* **DIRECTIONS FOR THIS TASK**
Locate every line in the records below that contains the word "decorative", and copy each of those lines.
┌──
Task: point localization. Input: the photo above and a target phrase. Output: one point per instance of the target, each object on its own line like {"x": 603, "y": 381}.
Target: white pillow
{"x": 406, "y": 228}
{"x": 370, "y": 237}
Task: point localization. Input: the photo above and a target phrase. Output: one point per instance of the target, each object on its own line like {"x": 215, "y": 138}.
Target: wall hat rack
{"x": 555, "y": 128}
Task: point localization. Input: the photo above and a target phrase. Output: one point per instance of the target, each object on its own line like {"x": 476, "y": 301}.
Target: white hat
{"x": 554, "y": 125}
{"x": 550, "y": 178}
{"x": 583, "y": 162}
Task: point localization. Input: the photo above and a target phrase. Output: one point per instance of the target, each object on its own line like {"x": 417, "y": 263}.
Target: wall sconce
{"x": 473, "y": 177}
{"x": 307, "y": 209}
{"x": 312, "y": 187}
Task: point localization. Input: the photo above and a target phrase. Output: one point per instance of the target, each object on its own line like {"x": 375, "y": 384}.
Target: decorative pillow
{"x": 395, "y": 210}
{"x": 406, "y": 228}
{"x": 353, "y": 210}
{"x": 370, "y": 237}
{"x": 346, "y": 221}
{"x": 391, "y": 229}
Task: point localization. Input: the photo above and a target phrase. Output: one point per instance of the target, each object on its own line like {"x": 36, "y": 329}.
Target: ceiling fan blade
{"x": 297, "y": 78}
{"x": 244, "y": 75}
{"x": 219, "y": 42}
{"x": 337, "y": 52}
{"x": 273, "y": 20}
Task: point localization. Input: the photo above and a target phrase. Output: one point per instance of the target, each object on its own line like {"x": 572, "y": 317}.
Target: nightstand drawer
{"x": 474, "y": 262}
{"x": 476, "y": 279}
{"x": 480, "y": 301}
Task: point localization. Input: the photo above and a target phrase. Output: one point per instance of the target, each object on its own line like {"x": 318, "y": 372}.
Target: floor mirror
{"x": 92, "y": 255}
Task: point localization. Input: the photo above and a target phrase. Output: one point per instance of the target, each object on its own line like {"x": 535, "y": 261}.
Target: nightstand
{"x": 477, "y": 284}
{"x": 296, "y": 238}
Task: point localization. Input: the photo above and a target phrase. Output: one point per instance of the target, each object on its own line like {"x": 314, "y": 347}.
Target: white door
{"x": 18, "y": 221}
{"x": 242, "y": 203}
└──
┌──
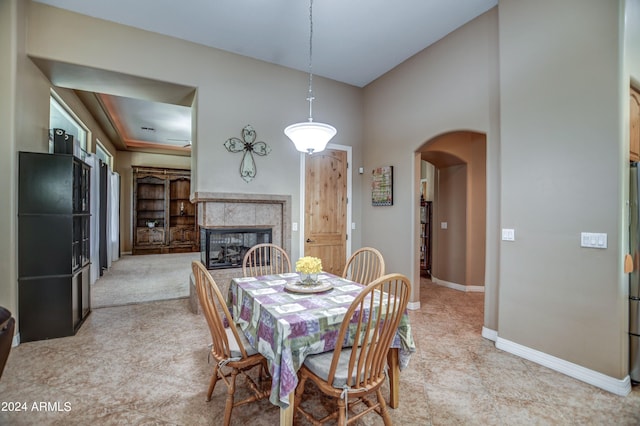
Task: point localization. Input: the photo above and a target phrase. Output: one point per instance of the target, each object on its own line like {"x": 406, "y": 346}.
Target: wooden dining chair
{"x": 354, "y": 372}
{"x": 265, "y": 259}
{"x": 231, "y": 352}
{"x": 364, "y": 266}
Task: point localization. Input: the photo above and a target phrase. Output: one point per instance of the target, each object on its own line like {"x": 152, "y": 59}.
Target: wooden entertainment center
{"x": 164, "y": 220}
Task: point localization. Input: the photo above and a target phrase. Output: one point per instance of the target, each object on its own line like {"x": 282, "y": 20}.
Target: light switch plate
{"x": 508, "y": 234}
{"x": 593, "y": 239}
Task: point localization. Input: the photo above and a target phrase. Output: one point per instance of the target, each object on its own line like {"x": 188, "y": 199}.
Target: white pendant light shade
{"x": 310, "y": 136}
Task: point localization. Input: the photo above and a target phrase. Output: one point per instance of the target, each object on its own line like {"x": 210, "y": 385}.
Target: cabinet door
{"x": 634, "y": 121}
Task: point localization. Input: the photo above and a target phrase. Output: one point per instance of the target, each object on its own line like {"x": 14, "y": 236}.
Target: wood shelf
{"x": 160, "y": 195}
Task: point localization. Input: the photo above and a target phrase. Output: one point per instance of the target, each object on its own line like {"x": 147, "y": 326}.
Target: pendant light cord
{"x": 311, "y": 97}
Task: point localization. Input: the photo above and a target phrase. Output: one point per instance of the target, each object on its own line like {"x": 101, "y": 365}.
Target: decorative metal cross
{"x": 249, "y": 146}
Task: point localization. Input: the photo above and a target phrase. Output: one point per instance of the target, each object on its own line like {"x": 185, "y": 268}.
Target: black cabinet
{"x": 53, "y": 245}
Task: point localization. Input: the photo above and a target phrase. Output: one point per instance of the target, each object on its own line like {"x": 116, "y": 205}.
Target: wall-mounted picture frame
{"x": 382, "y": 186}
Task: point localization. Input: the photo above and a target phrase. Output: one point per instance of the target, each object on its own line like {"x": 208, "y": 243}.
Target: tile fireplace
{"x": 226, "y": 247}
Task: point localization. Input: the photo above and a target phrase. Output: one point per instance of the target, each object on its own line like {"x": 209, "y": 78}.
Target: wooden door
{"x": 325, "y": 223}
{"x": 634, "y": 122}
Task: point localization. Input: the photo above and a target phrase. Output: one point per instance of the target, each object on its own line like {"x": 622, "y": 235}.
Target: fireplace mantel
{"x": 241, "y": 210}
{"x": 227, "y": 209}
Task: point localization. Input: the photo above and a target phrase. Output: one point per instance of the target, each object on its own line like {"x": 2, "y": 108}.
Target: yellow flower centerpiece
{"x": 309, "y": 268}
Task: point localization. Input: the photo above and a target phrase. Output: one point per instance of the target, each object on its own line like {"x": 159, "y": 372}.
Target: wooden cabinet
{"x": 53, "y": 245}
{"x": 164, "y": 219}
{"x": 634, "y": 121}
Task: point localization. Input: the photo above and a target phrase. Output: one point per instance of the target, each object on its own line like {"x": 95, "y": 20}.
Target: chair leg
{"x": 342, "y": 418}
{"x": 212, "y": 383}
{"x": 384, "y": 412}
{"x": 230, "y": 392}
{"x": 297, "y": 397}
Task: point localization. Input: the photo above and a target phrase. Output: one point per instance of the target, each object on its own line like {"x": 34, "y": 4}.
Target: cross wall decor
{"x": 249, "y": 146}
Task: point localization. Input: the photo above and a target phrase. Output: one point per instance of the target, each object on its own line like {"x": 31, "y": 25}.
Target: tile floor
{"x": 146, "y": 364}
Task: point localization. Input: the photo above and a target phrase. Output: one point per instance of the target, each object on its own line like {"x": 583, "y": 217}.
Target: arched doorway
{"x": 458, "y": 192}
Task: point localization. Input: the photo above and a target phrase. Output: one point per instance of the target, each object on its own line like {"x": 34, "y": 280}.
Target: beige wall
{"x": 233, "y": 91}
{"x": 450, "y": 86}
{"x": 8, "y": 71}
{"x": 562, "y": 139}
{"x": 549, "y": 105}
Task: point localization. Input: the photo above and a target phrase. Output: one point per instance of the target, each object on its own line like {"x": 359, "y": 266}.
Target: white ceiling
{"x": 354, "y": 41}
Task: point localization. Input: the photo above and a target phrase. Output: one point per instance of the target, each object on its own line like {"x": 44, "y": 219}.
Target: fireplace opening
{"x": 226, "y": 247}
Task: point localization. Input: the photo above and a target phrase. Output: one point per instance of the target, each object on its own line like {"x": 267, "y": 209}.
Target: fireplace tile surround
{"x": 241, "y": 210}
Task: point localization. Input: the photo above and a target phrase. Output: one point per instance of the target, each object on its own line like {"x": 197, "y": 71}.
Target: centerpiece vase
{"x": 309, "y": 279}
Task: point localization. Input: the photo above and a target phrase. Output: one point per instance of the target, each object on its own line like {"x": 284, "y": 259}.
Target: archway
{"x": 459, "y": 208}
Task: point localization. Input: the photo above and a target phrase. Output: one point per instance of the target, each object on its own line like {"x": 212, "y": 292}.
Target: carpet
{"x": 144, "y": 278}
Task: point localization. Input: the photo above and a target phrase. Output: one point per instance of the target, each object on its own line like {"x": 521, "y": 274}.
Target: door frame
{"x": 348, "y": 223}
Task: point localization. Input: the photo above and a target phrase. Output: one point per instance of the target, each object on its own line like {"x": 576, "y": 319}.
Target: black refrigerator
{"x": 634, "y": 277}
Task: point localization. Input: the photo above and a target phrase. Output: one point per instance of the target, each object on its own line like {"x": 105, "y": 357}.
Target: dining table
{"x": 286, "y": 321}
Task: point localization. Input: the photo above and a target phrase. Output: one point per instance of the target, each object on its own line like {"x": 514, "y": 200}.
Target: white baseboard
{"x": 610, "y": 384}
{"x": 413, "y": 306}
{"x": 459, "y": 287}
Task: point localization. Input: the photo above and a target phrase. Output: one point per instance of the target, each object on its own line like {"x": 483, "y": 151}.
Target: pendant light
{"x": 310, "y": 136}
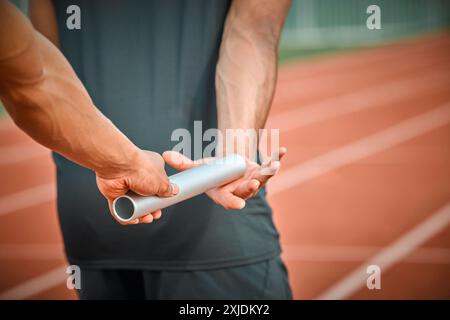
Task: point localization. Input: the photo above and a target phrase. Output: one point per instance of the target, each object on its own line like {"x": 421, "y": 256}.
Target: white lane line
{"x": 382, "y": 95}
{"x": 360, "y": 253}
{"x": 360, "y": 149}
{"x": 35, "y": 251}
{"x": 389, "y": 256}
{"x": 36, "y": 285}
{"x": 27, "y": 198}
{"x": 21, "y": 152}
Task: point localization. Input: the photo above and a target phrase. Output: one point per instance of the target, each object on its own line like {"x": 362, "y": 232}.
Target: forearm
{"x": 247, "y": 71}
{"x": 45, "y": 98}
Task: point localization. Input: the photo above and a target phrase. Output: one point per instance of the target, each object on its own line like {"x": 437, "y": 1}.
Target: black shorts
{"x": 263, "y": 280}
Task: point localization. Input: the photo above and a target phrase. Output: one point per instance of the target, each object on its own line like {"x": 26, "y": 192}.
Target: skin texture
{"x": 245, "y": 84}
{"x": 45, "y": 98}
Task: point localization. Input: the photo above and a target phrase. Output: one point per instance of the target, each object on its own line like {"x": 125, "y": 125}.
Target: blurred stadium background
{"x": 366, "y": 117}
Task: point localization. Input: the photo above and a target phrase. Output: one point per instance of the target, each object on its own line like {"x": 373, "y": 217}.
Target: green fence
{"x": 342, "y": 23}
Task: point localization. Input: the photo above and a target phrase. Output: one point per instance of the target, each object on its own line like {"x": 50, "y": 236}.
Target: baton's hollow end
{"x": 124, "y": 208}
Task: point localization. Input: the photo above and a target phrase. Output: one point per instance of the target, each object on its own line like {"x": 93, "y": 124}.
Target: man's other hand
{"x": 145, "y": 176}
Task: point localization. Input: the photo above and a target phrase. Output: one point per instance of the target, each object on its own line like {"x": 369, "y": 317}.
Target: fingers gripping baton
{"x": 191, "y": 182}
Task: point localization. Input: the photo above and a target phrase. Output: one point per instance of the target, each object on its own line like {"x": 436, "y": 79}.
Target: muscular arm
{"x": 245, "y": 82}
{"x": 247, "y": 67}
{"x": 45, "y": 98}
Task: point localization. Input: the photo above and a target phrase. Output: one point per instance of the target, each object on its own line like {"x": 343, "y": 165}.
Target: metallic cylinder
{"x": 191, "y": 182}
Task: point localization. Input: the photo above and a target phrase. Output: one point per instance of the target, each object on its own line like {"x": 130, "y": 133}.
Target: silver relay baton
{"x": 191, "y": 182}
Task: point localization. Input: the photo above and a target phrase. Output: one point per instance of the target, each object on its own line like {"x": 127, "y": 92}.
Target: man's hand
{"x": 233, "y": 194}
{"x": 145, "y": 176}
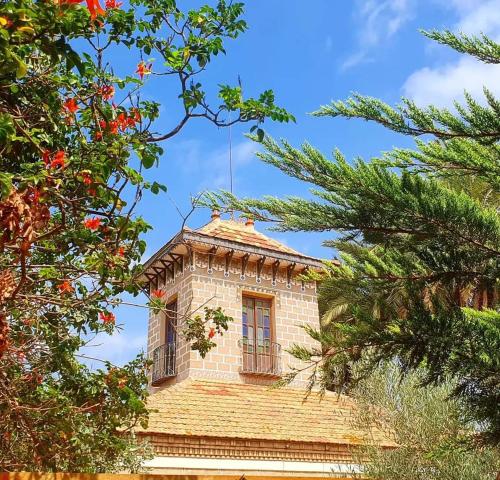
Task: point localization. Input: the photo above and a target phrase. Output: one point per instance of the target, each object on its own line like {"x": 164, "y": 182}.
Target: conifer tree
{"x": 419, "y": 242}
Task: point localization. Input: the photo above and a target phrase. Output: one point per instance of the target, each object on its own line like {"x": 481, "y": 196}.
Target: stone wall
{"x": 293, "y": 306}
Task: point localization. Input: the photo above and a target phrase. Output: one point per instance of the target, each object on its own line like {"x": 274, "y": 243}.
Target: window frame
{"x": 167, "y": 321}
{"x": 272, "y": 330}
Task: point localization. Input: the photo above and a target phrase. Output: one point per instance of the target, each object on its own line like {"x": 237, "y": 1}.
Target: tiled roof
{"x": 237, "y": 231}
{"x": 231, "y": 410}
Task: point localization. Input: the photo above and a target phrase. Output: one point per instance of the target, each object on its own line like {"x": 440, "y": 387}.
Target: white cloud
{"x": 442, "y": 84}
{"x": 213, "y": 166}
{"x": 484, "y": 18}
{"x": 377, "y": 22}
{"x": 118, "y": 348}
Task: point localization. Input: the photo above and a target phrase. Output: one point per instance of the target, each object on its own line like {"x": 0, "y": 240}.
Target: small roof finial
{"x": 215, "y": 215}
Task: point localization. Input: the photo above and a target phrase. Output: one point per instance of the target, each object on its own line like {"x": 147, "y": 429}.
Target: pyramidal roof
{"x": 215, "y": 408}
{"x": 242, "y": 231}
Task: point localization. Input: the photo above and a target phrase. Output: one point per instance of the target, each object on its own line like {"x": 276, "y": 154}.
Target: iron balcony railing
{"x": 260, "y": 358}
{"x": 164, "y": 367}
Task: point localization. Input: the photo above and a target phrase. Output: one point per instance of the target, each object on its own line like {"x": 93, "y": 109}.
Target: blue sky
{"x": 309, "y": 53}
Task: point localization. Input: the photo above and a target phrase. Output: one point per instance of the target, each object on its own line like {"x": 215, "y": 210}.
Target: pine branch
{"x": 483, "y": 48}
└──
* **PROBLEM SOLUTION**
Target: decorative pillow
Target: decorative metal cross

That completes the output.